▸ **Exercise requirements**
Copy out every one of the records below word for word, with nothing changed.

################

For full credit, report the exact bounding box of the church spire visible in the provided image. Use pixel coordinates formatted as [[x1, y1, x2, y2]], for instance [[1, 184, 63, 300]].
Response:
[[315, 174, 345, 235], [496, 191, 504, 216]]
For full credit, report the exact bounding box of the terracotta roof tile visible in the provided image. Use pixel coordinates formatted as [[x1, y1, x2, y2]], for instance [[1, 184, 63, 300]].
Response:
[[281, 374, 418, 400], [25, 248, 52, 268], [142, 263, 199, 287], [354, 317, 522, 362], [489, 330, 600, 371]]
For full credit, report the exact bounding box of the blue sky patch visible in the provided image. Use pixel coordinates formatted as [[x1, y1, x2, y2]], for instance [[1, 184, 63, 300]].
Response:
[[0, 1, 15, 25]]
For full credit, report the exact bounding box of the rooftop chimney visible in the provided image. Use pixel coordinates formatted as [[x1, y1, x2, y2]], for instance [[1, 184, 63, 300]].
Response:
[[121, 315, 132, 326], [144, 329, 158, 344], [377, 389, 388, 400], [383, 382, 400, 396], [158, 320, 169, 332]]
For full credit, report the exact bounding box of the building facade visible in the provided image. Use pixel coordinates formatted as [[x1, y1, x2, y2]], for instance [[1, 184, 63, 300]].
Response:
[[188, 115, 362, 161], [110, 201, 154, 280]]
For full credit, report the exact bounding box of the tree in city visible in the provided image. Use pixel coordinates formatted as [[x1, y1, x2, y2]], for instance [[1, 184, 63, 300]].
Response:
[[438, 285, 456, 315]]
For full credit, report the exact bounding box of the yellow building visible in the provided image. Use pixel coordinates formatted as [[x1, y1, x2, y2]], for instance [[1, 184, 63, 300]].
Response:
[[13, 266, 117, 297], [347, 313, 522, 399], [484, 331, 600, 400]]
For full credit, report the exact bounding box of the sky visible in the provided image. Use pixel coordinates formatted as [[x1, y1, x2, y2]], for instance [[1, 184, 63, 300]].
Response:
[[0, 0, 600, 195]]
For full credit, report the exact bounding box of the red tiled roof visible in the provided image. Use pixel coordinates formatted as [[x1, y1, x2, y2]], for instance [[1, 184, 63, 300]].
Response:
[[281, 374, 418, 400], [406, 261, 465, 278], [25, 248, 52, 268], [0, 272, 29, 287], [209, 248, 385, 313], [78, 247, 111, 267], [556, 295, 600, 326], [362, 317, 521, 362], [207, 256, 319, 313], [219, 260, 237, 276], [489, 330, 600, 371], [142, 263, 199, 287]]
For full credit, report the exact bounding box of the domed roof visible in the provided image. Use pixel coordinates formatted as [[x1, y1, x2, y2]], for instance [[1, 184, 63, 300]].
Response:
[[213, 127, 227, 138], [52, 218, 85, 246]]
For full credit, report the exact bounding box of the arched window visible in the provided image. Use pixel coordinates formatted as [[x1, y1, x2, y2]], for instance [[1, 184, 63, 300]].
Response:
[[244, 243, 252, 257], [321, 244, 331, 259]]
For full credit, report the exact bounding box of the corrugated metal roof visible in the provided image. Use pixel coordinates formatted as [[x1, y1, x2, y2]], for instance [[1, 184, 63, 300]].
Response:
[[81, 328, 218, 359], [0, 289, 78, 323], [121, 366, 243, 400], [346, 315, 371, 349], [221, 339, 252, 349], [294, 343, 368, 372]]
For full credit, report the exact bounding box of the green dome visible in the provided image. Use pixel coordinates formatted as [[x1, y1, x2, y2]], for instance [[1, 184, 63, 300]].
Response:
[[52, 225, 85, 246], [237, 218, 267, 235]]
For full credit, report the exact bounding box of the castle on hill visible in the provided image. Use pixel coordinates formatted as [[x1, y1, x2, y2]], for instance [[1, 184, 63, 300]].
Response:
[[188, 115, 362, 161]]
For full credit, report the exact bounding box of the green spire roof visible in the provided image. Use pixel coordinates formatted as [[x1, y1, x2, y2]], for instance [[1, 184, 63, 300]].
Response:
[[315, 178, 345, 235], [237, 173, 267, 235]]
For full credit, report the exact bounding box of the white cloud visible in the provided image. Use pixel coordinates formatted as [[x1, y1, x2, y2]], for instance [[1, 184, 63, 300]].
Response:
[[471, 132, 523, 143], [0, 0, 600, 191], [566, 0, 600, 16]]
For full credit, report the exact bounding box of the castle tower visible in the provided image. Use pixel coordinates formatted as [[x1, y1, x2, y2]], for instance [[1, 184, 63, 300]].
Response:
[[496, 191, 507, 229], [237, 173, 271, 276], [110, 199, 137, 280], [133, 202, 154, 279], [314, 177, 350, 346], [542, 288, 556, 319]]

################

▸ **Finished answer**
For full credit, report the exact bounding box of the church spire visible in the provided image. Use pixel coordinates formatted as [[x1, y1, x2, y2]], for instance [[1, 184, 63, 300]].
Response:
[[315, 174, 345, 235], [496, 191, 504, 216]]
For full credit, report the exact bounding box of the terracotta roof tile visible in the provided image. Use pixel coordinates formatted as [[x1, y1, x2, y2]], for instance [[1, 184, 63, 300]].
Response:
[[281, 374, 418, 400], [25, 248, 52, 268], [142, 263, 199, 287], [354, 317, 522, 362], [489, 330, 600, 371]]
For full credit, report the exact bounding box of the blue sky patch visible in the provided image. Use pixel coordinates formatted as [[x1, y1, x2, y2]], for instance [[1, 184, 63, 300]].
Response:
[[0, 1, 15, 25]]
For full credit, report the exact bounding box of the rooftop chimney visible in the provided image. Use pixel coordinates formatted as [[x1, y1, x2, y2]], for instance [[1, 184, 63, 300]].
Response:
[[121, 315, 132, 326], [144, 329, 158, 344], [377, 389, 388, 400], [383, 382, 400, 396], [158, 320, 169, 332]]
For full credit, report the exact bounding box of the building facade visible in the provided image. Use pixel coordinates formatted as [[x1, y1, x2, y2]], for instance [[1, 184, 63, 300]].
Response:
[[188, 115, 362, 161], [110, 201, 154, 280]]
For full credit, report the exact bounding box of the tree in city visible in the provided image. Use pixel coordinates formatted as [[x1, y1, x2, y2]], for instance [[1, 184, 63, 300]].
Response:
[[438, 285, 456, 315]]
For full credit, report the exact bounding box of the yellow building visible in the provided image. Use pixel coordinates formatted as [[x1, y1, x2, y2]], for instance [[1, 184, 63, 300]].
Response:
[[13, 266, 117, 297], [347, 313, 522, 399], [484, 331, 600, 400]]
For full credit, report the exact bounding box of the sky visible in the provided image. Use pixel coordinates formatted as [[x1, y1, x2, y2]], for instance [[1, 184, 63, 300]].
Response:
[[0, 0, 600, 195]]
For full credit, report the exact bounding box of the red tiled roof visible in the provided image. Use pixel coordinates formatted as [[x1, y1, x2, y2]], for instance [[1, 184, 63, 300]].
Response:
[[281, 374, 418, 400], [406, 261, 465, 278], [25, 248, 52, 268], [0, 272, 29, 287], [209, 248, 385, 313], [78, 247, 111, 267], [556, 295, 600, 326], [362, 317, 521, 362], [207, 256, 319, 313], [219, 260, 237, 276], [489, 330, 600, 371], [142, 263, 199, 287]]
For full credit, report the exact bounding box of the domed roof visible in the provided image. Use pixel coordinates formatted as [[x1, y1, x2, y2]], for instance [[1, 184, 63, 300]].
Response:
[[213, 127, 227, 138], [52, 218, 85, 246]]
For full credit, report the exact bounding box of the arched window visible in the provided image. Use pixel coordinates formatted as [[x1, y1, x2, y2]], for instance [[1, 184, 63, 300]].
Response:
[[244, 243, 252, 257], [321, 244, 331, 259]]
For full credit, report the exact bounding box of the corrugated metal roof visible in the provided image. Use pixel coordinates formatted as [[x1, y1, x2, y2]], for instance [[1, 184, 63, 300]].
Response:
[[81, 328, 218, 359], [0, 289, 78, 323], [121, 366, 243, 400], [346, 315, 371, 349], [221, 339, 252, 349], [294, 343, 368, 372]]
For full credit, report the exact bounding box of the green dome visible in the provided image. Use pixel coordinates formatted as [[x1, y1, x2, y2]], for instance [[1, 184, 63, 300]].
Response:
[[52, 225, 85, 246], [237, 218, 267, 235]]
For full credit, report the exact bounding box of the castle on hill visible in the provided image. Use pixel coordinates formatted as [[x1, y1, x2, y2]], for instance [[1, 184, 63, 300]].
Response:
[[188, 115, 362, 161]]
For full credit, report the exact bounding box of the green spire roof visible in the provided image. Use pixel coordinates formatted as [[x1, y1, x2, y2]], for instance [[1, 184, 63, 300]].
Response:
[[315, 178, 345, 235], [237, 173, 267, 235]]
For full credit, report the exact bounding box of the white cloud visible in the provided image. Use pixel coordinates formatted as [[x1, y1, x2, y2]], for instance [[1, 184, 63, 300]].
Response:
[[471, 132, 523, 143], [0, 0, 600, 191], [566, 0, 600, 16]]
For full credit, report the exact bounding box of the castle tower visible in the provided image. Use pixel coordinates formatted as [[x1, y1, x2, y2]], for instance [[1, 184, 63, 300]].
Response:
[[496, 191, 507, 229], [237, 173, 271, 276], [110, 199, 137, 280], [133, 202, 154, 279], [314, 177, 350, 346], [542, 288, 556, 319]]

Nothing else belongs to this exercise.